Identify each line in the records below that includes the string "region", and copy those lines.

— Start of Available data —

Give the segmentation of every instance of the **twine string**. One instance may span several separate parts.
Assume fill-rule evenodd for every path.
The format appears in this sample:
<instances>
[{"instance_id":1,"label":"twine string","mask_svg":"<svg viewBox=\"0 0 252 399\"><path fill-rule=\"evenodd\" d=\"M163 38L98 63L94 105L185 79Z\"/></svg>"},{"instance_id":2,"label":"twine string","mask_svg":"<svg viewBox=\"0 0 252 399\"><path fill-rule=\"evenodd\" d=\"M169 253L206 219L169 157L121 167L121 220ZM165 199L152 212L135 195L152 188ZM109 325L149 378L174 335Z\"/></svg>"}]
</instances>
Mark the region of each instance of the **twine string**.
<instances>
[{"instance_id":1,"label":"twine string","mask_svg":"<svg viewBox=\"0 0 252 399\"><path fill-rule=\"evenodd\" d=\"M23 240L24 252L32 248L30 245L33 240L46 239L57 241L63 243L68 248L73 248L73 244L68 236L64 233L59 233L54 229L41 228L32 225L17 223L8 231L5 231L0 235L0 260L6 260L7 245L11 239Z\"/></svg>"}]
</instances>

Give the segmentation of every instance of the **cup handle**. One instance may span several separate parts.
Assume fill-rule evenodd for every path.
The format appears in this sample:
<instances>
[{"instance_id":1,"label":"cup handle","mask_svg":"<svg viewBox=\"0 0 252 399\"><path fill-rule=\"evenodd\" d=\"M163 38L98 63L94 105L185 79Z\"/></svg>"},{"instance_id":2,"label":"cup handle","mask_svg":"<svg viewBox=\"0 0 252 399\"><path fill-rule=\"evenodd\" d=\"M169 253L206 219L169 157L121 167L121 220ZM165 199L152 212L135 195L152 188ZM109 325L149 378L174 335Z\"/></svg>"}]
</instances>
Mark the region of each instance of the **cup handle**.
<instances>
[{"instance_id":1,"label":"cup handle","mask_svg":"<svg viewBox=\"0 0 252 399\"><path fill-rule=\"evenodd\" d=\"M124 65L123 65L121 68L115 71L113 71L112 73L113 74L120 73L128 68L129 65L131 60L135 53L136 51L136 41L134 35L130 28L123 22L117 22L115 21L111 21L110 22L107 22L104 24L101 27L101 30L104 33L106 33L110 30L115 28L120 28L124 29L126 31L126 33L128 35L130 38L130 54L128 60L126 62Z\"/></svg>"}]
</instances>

— End of Available data —
— Start of Available data —

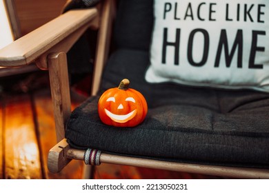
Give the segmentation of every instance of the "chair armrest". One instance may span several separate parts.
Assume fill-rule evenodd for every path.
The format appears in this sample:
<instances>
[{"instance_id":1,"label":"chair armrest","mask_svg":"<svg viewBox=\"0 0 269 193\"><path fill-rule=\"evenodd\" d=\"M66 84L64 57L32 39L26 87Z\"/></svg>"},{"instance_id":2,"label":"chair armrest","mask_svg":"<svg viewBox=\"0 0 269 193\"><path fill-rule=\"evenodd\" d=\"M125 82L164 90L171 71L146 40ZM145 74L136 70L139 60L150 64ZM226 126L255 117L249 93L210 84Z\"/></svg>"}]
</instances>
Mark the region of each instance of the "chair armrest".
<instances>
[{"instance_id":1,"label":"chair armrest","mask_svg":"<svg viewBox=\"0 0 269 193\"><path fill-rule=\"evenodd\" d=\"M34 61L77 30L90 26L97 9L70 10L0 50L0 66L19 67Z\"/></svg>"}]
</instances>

— End of Available data —
— Start of Available data —

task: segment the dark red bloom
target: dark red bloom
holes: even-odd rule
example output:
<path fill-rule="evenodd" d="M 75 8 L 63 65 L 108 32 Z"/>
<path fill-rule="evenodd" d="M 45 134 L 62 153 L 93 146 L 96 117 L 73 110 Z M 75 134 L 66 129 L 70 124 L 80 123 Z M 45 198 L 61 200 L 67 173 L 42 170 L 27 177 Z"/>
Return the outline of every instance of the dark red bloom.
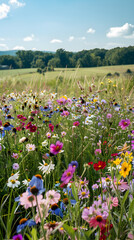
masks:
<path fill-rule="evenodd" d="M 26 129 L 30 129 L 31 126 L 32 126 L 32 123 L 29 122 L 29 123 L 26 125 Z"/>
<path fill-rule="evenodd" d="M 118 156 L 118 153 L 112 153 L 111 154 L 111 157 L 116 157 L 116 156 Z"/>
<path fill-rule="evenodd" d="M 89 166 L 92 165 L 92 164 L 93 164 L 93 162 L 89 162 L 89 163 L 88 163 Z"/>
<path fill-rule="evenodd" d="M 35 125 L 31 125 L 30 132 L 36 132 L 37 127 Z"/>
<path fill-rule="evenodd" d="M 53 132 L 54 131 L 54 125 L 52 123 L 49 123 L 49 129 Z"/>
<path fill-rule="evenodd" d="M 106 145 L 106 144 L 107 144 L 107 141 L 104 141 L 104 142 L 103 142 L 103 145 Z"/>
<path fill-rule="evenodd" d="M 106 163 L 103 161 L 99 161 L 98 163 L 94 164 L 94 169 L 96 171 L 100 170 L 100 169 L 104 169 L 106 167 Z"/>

— End of Available data —

Expected answer
Mark the region of each instance of the **twine string**.
Mark the region of each instance of the **cup handle**.
Mark the region of each instance of the "chair armrest".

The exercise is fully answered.